* **SOURCE TEXT**:
===
We selected calls in Raven prior to running this code. Here we preprocessed calls from the repeated individual and site-level recordings prior to sound analysis and matrix regression. In this code and other supplementary methods, “focal individual(s)” is sometimes used to refer to repeatedly sampled individuals.
The data provided with this publication was pre-processed using the processing pipeline and code documented below.
Clean environment and install and/or load packages, including the package warbleR
[1].
# clean global environment
rm(list = ls())
###################################
# install packages from Github
# install devtools if not installed
# if (!"devtools" %in% installed.packages()[,"Package"])
# install.packages("devtools")
# library(devtools)
# devtools::install_github("maRce10/warbleR")
###################################
# install packages from CRAN in a loop
# X <- c("pbapply", "ggplot2", "data.table", "parallel")
# is_installed <- function(p) is.element(p, installed.packages()[,1])
#
# lapply(1:length(X), function(x){
# if(!is_installed(X[x])){
# install.packages(X[x], repos = "http://lib.stat.cmu.edu/R/CRAN")
# }
# })
###################################
# load all packages
X <- c("warbleR", "Rraven", "tuneR", "pbapply", "ggplot2", "data.table", "parallel")
invisible(lapply(X, library, character.only = TRUE))
path <- "/media/owner/MYIOPSITTA/R/Uruguay2017_MonkParakeet_CallAnalysis/Data/Focal_Individuals"
We imported Raven selection tables for focal individual calls and wrote out the selection table.
fsels <- Rraven::imp_raven(path, name.from.file = TRUE, ext.case = "upper", freq.cols = FALSE)
str(fsels)
# are all wav files in selection tables also in the working directory?
wavs <- list.files(pattern = ".wav$", ignore.case = TRUE)
unique(fsels$sound.files[!fsels$sound.files %in% wavs])
write.csv(fsels, file.path(path, "focal_individual_sels.csv"), row.names = FALSE)
===
* **INFORMATION GIVEN**:
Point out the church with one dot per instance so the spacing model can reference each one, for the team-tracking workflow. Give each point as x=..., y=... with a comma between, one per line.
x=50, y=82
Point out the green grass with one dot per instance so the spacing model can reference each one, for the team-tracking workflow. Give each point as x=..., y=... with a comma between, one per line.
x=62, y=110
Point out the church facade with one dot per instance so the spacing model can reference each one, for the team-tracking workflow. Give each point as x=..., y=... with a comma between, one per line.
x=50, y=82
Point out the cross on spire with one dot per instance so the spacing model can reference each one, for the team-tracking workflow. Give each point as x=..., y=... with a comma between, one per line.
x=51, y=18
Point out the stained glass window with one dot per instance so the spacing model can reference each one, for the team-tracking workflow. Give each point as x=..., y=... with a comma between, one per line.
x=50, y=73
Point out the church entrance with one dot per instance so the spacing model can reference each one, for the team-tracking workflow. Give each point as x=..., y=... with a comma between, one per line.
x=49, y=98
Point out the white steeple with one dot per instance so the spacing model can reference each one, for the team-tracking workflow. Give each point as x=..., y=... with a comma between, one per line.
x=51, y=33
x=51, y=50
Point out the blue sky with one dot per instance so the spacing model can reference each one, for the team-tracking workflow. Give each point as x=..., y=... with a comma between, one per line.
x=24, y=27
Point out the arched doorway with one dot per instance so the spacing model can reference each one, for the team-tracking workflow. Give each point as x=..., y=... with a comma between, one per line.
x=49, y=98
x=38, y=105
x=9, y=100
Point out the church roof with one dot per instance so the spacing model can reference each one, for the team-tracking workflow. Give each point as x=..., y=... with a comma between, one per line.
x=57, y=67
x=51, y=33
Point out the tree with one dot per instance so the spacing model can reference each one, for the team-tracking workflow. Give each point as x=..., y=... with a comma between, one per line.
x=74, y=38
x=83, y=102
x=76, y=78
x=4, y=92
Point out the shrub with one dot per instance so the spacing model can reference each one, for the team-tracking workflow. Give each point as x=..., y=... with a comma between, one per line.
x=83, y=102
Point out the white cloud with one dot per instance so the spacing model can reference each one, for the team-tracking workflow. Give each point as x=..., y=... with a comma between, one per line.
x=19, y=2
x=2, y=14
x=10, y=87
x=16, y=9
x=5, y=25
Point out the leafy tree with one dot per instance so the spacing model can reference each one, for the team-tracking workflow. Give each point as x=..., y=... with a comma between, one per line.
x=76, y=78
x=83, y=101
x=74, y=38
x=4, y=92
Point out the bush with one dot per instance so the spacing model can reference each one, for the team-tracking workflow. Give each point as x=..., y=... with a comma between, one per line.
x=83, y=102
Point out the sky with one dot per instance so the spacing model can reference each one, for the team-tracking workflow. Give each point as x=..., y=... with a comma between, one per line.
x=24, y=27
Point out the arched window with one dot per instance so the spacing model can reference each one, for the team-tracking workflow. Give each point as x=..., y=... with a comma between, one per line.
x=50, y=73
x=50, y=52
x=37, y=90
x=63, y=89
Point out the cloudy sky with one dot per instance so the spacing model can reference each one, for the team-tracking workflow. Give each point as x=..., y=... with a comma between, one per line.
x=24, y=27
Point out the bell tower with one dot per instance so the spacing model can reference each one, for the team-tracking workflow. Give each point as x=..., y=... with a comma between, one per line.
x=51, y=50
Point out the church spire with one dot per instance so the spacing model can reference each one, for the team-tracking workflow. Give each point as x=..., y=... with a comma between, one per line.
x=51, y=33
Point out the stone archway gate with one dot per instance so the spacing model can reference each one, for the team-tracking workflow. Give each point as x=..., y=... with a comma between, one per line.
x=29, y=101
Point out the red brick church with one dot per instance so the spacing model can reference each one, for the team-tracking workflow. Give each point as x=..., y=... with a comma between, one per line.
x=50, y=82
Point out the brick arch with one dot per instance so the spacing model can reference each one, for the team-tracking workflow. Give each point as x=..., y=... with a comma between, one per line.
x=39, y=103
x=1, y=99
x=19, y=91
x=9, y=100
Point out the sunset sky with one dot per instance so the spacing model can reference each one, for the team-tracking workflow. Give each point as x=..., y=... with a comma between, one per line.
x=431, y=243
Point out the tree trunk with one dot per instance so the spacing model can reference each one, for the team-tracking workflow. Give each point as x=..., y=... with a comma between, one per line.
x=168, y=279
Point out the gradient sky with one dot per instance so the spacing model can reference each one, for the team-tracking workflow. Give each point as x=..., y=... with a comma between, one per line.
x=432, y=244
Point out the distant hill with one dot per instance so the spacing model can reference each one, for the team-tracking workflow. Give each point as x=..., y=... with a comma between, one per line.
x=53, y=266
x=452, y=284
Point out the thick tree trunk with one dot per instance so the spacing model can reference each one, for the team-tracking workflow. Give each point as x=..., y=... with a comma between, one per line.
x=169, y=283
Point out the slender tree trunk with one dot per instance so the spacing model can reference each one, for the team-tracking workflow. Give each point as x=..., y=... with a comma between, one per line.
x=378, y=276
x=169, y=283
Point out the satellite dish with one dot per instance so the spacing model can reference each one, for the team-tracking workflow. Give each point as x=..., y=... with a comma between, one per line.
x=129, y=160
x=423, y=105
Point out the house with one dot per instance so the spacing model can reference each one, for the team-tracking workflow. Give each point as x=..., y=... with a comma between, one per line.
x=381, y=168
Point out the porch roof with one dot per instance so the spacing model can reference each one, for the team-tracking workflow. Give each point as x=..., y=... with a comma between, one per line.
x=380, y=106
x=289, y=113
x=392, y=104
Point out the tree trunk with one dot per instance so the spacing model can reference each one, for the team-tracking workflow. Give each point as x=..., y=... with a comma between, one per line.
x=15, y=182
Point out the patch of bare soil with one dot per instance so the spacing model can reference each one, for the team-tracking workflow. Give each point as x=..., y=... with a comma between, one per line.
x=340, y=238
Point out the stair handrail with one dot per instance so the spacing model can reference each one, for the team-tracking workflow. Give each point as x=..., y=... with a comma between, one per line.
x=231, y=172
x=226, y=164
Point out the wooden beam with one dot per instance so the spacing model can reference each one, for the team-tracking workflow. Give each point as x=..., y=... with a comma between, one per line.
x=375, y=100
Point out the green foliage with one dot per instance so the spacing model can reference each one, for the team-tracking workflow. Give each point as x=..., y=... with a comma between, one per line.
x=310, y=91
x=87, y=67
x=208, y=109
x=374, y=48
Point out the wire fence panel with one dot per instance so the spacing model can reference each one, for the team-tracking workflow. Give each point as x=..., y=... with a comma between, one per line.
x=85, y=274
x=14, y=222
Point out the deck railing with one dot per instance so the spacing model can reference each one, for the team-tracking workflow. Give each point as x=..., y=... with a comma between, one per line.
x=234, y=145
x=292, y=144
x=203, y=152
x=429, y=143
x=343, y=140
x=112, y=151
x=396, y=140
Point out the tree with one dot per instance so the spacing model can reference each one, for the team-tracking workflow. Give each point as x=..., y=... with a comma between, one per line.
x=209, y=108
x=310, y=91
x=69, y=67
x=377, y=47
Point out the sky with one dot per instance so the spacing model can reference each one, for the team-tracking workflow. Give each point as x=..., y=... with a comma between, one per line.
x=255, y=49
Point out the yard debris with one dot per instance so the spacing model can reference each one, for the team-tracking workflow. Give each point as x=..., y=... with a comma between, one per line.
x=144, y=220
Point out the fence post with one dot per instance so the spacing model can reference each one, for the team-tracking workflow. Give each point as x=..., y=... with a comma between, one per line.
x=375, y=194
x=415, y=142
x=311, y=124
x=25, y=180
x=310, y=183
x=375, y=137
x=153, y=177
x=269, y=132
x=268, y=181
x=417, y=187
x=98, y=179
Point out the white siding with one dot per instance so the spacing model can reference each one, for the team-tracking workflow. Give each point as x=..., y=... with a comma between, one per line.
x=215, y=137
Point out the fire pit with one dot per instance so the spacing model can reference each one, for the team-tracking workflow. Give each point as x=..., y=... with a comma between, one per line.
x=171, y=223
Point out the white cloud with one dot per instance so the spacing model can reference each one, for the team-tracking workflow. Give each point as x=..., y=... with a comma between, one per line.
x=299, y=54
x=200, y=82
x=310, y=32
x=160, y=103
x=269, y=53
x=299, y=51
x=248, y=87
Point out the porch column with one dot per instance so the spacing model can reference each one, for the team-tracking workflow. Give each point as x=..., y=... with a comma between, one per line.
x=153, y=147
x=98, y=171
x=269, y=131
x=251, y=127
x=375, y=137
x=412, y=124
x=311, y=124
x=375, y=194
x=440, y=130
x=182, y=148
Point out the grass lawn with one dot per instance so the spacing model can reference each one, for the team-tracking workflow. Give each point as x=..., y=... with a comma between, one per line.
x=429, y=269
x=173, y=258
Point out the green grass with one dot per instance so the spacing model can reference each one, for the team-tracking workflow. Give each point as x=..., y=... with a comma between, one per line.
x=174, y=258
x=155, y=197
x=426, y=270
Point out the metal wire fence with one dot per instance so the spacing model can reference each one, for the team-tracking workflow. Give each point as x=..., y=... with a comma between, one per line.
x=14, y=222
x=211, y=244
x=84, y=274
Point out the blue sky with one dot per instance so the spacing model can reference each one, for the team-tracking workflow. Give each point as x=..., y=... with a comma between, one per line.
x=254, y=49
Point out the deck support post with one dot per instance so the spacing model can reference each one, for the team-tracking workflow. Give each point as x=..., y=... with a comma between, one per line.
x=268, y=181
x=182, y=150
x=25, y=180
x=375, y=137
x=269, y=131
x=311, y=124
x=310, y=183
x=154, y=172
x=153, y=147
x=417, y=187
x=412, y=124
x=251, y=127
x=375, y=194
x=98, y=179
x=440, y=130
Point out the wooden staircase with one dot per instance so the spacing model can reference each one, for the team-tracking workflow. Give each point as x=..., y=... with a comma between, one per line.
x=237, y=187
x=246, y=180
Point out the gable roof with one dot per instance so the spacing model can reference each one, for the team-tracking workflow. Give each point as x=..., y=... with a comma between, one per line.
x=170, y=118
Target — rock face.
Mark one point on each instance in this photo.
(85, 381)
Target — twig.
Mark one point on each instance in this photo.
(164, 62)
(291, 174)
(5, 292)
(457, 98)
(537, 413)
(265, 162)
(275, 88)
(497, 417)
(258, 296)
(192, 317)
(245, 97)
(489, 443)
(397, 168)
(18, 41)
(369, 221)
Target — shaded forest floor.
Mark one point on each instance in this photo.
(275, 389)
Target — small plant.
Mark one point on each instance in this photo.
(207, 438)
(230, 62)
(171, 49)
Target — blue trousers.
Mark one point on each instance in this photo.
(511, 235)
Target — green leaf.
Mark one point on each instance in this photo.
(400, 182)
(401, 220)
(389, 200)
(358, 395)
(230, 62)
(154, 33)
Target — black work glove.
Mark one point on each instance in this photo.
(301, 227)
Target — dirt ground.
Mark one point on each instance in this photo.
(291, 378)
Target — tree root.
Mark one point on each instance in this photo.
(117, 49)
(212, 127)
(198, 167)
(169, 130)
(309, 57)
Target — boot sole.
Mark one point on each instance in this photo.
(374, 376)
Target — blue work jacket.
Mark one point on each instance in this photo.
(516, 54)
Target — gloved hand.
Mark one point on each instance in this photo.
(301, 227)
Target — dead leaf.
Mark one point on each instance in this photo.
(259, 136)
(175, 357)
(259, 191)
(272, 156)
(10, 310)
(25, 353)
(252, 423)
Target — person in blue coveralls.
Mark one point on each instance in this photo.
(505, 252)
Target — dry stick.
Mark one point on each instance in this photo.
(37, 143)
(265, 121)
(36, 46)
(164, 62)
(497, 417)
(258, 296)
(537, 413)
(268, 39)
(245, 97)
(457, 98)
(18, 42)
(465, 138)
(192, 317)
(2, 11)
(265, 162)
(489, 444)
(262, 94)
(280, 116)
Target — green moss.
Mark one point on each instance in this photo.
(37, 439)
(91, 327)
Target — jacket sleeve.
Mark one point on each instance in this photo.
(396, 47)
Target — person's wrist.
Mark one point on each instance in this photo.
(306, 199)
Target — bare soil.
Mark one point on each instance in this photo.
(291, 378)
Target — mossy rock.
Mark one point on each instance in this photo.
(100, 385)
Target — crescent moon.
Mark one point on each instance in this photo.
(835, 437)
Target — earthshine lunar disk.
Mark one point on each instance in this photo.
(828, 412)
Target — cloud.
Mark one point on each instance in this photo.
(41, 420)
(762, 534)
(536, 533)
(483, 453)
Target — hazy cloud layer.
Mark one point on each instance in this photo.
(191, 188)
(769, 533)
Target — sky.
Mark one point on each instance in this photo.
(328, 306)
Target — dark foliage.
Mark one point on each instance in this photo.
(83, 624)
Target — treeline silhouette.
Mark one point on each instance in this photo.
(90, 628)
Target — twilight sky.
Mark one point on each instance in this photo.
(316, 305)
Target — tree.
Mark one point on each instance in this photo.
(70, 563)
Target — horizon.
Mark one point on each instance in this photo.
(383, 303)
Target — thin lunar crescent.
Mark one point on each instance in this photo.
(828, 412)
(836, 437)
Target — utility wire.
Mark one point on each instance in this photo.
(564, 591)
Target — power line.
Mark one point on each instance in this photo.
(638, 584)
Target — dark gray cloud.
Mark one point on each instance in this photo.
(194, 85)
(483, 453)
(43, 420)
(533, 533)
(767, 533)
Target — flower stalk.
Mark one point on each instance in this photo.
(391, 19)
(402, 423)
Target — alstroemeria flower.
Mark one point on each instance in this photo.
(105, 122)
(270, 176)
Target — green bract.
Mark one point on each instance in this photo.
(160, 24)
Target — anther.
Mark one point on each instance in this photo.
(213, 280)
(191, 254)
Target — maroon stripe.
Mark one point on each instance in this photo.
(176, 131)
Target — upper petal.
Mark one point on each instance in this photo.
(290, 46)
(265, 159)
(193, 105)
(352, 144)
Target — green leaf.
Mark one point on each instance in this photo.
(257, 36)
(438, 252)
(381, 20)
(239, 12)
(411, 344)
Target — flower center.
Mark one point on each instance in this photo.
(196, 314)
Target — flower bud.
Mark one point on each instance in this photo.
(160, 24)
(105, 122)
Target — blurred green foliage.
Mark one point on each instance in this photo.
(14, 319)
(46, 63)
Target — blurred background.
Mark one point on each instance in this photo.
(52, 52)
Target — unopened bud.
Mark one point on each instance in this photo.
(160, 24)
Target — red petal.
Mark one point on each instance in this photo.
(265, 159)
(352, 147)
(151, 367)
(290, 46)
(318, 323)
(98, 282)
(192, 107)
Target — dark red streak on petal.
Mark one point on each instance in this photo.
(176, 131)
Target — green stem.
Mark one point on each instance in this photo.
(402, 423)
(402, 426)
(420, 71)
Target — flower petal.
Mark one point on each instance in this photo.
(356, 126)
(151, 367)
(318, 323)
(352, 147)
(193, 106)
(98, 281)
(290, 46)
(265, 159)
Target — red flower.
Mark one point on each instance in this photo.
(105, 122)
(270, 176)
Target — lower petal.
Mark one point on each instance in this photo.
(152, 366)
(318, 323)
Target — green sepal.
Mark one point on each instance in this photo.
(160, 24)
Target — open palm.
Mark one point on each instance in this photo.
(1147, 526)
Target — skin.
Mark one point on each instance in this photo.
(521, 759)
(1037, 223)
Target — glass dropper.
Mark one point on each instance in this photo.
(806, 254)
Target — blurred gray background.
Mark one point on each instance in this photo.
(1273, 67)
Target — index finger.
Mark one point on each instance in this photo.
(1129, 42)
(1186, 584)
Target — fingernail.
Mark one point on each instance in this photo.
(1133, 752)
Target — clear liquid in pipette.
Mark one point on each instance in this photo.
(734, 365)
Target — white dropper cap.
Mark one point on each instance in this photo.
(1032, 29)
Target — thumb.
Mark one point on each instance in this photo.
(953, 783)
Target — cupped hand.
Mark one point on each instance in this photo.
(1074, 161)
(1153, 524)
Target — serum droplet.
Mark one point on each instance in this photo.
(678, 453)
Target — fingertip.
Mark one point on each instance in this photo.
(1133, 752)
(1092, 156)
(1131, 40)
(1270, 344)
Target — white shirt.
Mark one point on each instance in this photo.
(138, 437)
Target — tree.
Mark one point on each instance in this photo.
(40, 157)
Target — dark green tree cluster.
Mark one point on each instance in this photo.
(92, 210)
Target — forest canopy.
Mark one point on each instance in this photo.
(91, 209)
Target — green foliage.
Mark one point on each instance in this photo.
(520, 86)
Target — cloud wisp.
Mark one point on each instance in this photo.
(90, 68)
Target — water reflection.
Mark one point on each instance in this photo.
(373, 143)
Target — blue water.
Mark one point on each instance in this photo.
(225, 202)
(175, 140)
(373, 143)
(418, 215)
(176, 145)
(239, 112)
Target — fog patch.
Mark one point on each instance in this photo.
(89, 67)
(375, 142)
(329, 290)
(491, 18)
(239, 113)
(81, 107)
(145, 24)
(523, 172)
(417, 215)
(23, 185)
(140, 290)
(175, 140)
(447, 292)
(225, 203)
===
* **WHAT IS EXPECTED**:
Rewrite everything in the call preprocessing code from "invisible(lapply(X, library, character.only" down to "ignore.case = TRUE)", renaming "fsels" to "focal_sels" throughout. Use only the call preprocessing code to complete these.

* **SOLUTION**:
invisible(lapply(X, library, character.only = TRUE))
path <- "/media/owner/MYIOPSITTA/R/Uruguay2017_MonkParakeet_CallAnalysis/Data/Focal_Individuals"
We imported Raven selection tables for focal individual calls and wrote out the selection table.
focal_sels <- Rraven::imp_raven(path, name.from.file = TRUE, ext.case = "upper", freq.cols = FALSE)
str(focal_sels)
# are all wav files in selection tables also in the working directory?
wavs <- list.files(pattern = ".wav$", ignore.case = TRUE)